* Brief
Swap "drop one marker" for "place a single point" throughout all the records below, and give the lines again with nothing else changed.
-- Given records start --
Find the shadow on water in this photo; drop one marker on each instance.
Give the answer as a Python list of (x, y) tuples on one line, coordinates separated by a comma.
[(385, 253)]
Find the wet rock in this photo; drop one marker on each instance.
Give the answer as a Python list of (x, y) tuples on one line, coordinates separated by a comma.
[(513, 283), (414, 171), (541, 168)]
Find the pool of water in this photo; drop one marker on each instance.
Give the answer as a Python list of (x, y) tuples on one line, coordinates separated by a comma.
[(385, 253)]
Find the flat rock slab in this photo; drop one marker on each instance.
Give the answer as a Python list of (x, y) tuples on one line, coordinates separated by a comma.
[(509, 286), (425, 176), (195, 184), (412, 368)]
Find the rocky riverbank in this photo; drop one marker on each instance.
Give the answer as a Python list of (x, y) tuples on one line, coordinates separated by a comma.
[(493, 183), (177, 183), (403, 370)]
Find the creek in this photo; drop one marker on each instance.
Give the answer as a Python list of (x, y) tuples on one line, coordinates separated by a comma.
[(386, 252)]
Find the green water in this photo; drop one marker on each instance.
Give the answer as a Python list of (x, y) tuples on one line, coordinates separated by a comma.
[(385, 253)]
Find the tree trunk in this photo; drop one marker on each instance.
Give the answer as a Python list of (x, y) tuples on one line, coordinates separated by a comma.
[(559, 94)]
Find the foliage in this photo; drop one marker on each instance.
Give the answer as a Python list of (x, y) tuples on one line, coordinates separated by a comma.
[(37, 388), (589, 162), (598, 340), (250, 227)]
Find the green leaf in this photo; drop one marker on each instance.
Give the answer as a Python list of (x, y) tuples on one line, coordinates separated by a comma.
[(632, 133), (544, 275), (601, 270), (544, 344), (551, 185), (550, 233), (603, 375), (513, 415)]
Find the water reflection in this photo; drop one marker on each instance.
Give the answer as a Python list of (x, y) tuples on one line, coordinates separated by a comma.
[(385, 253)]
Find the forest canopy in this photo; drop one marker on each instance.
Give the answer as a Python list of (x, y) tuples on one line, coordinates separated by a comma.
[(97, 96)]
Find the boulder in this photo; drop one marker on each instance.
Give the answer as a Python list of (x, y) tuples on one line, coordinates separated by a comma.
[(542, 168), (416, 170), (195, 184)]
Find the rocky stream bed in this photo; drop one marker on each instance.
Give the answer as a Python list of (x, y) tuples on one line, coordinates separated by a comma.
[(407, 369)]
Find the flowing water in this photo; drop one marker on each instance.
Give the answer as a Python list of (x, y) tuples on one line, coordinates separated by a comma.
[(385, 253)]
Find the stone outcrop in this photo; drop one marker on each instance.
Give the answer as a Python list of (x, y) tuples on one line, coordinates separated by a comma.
-- Given records end --
* Problem solution
Find the shadow on water in this photo; place a single point on each instance.
Give the answer as a Python list of (x, y) tuples on one line, coordinates separated by a comma.
[(385, 253)]
Find the wet rock in this photo; place a single point on each instance.
Give the answer as a Python list of (x, y) tuples on one line, coordinates separated by a comma.
[(513, 283), (414, 171), (541, 168)]
Find the pool of water in this photo; place a single point on each instance.
Give the answer as a Python list of (x, y) tuples on one line, coordinates separated by a comma.
[(385, 253)]
Find the flat rock slab in this photo; place a single point on each instance.
Give the answer as a Python list of (x, y) tuples on one line, coordinates separated by a comma.
[(509, 286), (425, 176), (195, 184), (412, 368)]
Find the rocky riverbank in this photo; place a single point on each instance.
Give the answer as a Python list of (x, y) tuples on one line, coordinates separated by a comma.
[(493, 183), (177, 183), (403, 370)]
Find the creek in this photo; place a single point on each instance.
Give the answer as a Python list of (x, y) tuples on one line, coordinates separated by a comma.
[(386, 252)]
Find the green water in this photo; place a single point on each instance.
Give the answer as a Python list of (x, y) tuples on one line, coordinates separated by a comma.
[(385, 253)]
Find the tree trunk in this photo; place a single point on each instance.
Give the answer as a Python list of (x, y) tuples on one line, coordinates separated by a comma.
[(559, 94)]
Find the foliage in this photo; place a single point on each instance.
Give the answer as a Python list of (x, y) tuples on one line, coordinates separated by a comma.
[(37, 388), (589, 162), (598, 340), (250, 227)]
Find the green leaf in this photo; place a single point on each instance.
Give the answer as a Python list of (x, y) tuples on one line, coordinates separated by a comma.
[(632, 133), (544, 275), (601, 270), (544, 344), (551, 185), (550, 233), (603, 375), (513, 415)]
Find the water reflection in this photo; place a single point on each instance.
Give the answer as a Python list of (x, y) tuples on one line, coordinates separated by a comma.
[(385, 253)]
Find the forest canopy in this photo; place a single point on each instance.
Give the answer as a Python list of (x, y) tuples on one line, coordinates separated by a comma.
[(97, 96)]
Find the boulder in this photo; place a single point on each instance.
Give the answer as a Python list of (x, y) tuples on one line, coordinates separated by a comma.
[(542, 168), (416, 170), (195, 184)]
Find the rocky stream bed in this photo; place a single point on each instance.
Give the answer as a Python list of (x, y) tuples on one line, coordinates separated by a comma.
[(407, 369)]
Find the flowing water in this photo; place a single point on each instance.
Give the answer as a Python list of (x, y) tuples on one line, coordinates separated by a comma.
[(385, 253)]
Find the stone outcrop in this photo; place a single point on each instance.
Give the answer as a Python list of (x, y) tuples on one line, coordinates separated by a comma.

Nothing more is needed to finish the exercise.